======== Exercise material ========

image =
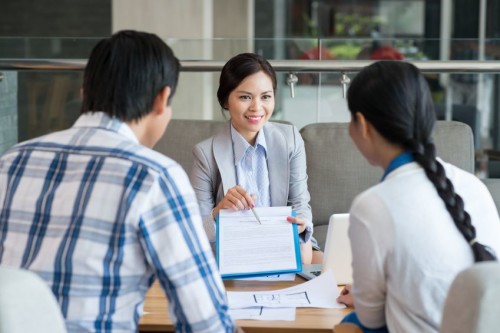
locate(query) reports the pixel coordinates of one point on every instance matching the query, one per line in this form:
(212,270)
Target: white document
(320,292)
(279,277)
(247,248)
(262,313)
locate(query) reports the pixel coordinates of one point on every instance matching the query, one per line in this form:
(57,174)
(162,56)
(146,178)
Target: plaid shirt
(98,216)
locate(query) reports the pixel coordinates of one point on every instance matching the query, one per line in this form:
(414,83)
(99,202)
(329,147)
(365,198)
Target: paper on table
(279,277)
(262,313)
(320,292)
(247,248)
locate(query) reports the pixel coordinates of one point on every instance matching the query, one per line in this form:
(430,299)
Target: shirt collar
(240,145)
(398,161)
(104,121)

========

Set problem. Could you copy every line of the records above word for word, leaving out the picture?

Task answer.
image =
locate(query) reports the pixel coordinates of one point on every instance matching the query, one per line in this form:
(212,270)
Target: white document
(320,292)
(279,277)
(247,248)
(262,313)
locate(query) reports the pixel coordinates of one point on every instance matching the query, one per line in this form:
(57,174)
(162,56)
(146,178)
Target: plaid shirt
(98,216)
locate(query) reports the pixel coordinates of one point on every instance matching the query, one per line in this form:
(414,83)
(99,202)
(329,147)
(365,198)
Target: paper on table
(279,277)
(262,313)
(320,292)
(247,248)
locate(query) reports the pixel coordinates of one point on every instance matching the query, one per line in this form:
(430,299)
Target: shirt collar
(240,145)
(398,161)
(104,121)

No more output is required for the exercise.